### TRECHO FORNECIDO
------------
Edição 192 - Aracaju, 07 de dezembro de 2014 a 04 de janeiro de 2015
Turismo
Por Romildo Guerrante
Fotos: Romildo Guerrante
Cortona, na Toscana, produz vinhos desde o século III a.C.
Enquanto o carro avança pela estrada que leva da capital italiana para o norte, no mesmo sentido em que foi aberta a Via Ápia, a primeira estrada que permitiu a Roma conquistar o mundo conhecido até então, cruzamos o Lácio e mantemos o rumo para cruzar a Úmbria e alcançar a Toscana, como planejamos. Atravessar o Lácio me evoca a história que esse arrabalde de Roma nos legou na língua estropiada, sem as complicadas desinências do latim, o falar rústico do subúrbio que chegou até nós. Quanto da alma desse povo nos teria sido transportado através da “última flor do Lácio, inculta e bela” que Camões louvou?
Creio que muito. Somos mais italianos que portugueses, percebo nos gestos das pessoas, nos hábitos um tanto anárquicos em relação à rigidez europeia de comportamento social, observo na comida transgressora que mistura verduras com massas, que capricha nos embutidos para fazer inveja aos alemães e franceses, detecto na desordem animada do trânsito. Em tudo isso vejo um pouco de nós, brasileiros, que se sentem em casa no território italiano.
------------
### DADOS FORNECIDOS
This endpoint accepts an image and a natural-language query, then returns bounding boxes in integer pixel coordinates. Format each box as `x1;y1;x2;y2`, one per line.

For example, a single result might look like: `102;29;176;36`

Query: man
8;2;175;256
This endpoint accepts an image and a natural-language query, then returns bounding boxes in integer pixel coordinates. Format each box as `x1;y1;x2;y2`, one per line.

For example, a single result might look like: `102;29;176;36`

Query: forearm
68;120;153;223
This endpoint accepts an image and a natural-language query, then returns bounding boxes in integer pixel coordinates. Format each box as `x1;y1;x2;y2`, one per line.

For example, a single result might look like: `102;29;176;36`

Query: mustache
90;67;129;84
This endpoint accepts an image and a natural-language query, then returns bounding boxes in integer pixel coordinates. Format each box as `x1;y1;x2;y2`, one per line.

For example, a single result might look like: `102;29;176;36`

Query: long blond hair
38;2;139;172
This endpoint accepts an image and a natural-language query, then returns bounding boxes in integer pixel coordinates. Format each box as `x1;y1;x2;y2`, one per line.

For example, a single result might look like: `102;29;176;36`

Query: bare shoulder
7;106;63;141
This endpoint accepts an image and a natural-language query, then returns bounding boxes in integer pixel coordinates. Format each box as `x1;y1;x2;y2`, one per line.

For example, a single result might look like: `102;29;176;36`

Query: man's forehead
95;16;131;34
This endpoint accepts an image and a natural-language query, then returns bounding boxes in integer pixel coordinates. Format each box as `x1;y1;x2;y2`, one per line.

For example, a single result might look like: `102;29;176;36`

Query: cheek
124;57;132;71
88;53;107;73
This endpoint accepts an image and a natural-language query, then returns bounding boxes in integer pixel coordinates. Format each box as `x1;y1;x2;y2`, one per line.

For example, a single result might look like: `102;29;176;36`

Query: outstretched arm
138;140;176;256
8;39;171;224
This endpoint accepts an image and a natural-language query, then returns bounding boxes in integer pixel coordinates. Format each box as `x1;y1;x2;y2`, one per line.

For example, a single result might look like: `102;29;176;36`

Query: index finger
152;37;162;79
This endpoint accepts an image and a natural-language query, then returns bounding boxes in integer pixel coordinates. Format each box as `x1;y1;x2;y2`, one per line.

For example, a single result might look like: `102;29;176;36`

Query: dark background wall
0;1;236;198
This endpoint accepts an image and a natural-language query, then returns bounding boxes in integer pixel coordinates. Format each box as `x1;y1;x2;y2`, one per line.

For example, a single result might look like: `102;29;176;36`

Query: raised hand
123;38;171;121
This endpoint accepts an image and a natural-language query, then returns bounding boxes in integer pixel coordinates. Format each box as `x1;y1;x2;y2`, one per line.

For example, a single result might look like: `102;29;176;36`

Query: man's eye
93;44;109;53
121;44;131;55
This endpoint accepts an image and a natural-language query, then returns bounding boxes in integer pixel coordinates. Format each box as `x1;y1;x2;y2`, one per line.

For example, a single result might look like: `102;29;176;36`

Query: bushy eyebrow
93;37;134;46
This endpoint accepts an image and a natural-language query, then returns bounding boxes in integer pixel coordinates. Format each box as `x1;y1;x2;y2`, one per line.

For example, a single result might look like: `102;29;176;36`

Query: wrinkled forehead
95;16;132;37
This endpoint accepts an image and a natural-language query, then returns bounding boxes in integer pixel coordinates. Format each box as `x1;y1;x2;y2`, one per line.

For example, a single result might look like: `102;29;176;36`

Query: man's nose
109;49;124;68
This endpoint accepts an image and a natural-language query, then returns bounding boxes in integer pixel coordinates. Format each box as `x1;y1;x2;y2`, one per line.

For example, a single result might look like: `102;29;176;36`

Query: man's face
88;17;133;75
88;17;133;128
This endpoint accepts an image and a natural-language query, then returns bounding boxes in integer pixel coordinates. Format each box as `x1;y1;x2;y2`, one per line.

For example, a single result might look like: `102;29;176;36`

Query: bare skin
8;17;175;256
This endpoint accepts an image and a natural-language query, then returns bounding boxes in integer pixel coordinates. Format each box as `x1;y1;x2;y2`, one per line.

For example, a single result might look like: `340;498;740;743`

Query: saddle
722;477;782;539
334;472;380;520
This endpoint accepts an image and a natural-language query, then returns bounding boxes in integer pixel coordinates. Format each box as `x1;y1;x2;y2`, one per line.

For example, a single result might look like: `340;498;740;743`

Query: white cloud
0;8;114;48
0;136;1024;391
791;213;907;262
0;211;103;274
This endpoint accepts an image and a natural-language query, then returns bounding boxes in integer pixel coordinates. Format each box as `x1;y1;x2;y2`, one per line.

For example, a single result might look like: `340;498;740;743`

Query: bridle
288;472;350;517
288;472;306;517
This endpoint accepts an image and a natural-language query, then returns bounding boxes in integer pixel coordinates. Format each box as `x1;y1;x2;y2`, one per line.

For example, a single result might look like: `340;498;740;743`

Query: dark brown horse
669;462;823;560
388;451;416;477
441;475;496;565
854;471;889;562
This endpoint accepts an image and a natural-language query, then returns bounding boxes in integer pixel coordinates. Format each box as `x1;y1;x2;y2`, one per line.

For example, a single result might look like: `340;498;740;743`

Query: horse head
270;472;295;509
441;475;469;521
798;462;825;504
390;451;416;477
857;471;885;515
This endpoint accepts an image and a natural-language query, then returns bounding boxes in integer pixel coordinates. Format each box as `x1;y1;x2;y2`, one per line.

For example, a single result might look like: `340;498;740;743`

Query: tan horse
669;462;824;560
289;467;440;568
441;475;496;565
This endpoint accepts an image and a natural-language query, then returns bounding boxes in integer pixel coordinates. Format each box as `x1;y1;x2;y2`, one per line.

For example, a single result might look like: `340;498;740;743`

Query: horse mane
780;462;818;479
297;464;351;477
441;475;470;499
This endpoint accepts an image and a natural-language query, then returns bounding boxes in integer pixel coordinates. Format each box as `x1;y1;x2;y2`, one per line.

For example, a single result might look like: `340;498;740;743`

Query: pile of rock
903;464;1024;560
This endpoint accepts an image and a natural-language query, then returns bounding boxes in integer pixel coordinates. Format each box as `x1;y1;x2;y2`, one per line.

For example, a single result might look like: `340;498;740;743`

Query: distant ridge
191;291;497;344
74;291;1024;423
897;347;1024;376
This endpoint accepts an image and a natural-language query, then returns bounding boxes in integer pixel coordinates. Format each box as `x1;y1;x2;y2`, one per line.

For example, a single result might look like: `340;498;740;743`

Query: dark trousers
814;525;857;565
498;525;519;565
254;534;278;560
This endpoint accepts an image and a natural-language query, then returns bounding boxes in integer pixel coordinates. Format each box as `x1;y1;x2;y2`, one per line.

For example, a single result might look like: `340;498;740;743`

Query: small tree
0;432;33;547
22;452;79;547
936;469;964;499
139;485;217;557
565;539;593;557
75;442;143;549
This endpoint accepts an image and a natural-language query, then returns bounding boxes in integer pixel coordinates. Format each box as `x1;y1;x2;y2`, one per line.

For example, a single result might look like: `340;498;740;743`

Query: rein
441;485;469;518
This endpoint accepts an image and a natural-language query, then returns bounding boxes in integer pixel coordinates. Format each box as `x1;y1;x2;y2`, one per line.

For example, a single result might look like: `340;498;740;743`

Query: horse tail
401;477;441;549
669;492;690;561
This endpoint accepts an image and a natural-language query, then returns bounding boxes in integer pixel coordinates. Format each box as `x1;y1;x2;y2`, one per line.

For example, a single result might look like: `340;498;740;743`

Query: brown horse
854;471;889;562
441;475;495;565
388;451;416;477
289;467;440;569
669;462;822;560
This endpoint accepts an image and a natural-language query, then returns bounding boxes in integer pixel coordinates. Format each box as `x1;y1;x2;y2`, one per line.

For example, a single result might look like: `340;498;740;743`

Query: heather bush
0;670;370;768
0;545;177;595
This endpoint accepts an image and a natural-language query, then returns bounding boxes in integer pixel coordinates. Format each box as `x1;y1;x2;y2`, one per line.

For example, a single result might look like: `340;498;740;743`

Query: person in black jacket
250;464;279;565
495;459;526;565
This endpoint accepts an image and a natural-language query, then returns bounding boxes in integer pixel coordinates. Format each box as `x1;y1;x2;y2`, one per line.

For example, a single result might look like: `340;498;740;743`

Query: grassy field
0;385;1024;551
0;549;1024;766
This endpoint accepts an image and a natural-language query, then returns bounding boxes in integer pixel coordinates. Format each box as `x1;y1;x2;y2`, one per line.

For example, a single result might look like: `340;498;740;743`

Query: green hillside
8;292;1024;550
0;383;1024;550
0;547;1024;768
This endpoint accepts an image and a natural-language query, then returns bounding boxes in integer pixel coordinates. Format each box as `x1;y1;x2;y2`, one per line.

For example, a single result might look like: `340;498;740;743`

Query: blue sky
------------
### LISTA DE TAREFAS
- a) Cite literalmente a parte do trecho sobre a viagem pela Itália que começa em "Edição 192 - Aracaju, 07" e termina em "que Camões louvou?".
- b) Por favor, imprima sem nenhuma alteração as linhas dos registros que começam no início dos registros e terminam na linha que contém "38;2;139;172", incluindo essa linha.
O trecho e os registros têm origens distintas.

### EM RESPOSTA
- a)
Edição 192 - Aracaju, 07 de dezembro de 2014 a 04 de janeiro de 2015
Turismo
Por Romildo Guerrante
Fotos: Romildo Guerrante
Cortona, na Toscana, produz vinhos desde o século III a.C.
Enquanto o carro avança pela estrada que leva da capital italiana para o norte, no mesmo sentido em que foi aberta a Via Ápia, a primeira estrada que permitiu a Roma conquistar o mundo conhecido até então, cruzamos o Lácio e mantemos o rumo para cruzar a Úmbria e alcançar a Toscana, como planejamos. Atravessar o Lácio me evoca a história que esse arrabalde de Roma nos legou na língua estropiada, sem as complicadas desinências do latim, o falar rústico do subúrbio que chegou até nós. Quanto da alma desse povo nos teria sido transportado através da “última flor do Lácio, inculta e bela” que Camões louvou?

- b)
This endpoint accepts an image and a natural-language query, then returns bounding boxes in integer pixel coordinates. Format each box as `x1;y1;x2;y2`, one per line.

For example, a single result might look like: `102;29;176;36`

Query: man
8;2;175;256
This endpoint accepts an image and a natural-language query, then returns bounding boxes in integer pixel coordinates. Format each box as `x1;y1;x2;y2`, one per line.

For example, a single result might look like: `102;29;176;36`

Query: forearm
68;120;153;223
This endpoint accepts an image and a natural-language query, then returns bounding boxes in integer pixel coordinates. Format each box as `x1;y1;x2;y2`, one per line.

For example, a single result might look like: `102;29;176;36`

Query: mustache
90;67;129;84
This endpoint accepts an image and a natural-language query, then returns bounding boxes in integer pixel coordinates. Format each box as `x1;y1;x2;y2`, one per line.

For example, a single result might look like: `102;29;176;36`

Query: long blond hair
38;2;139;172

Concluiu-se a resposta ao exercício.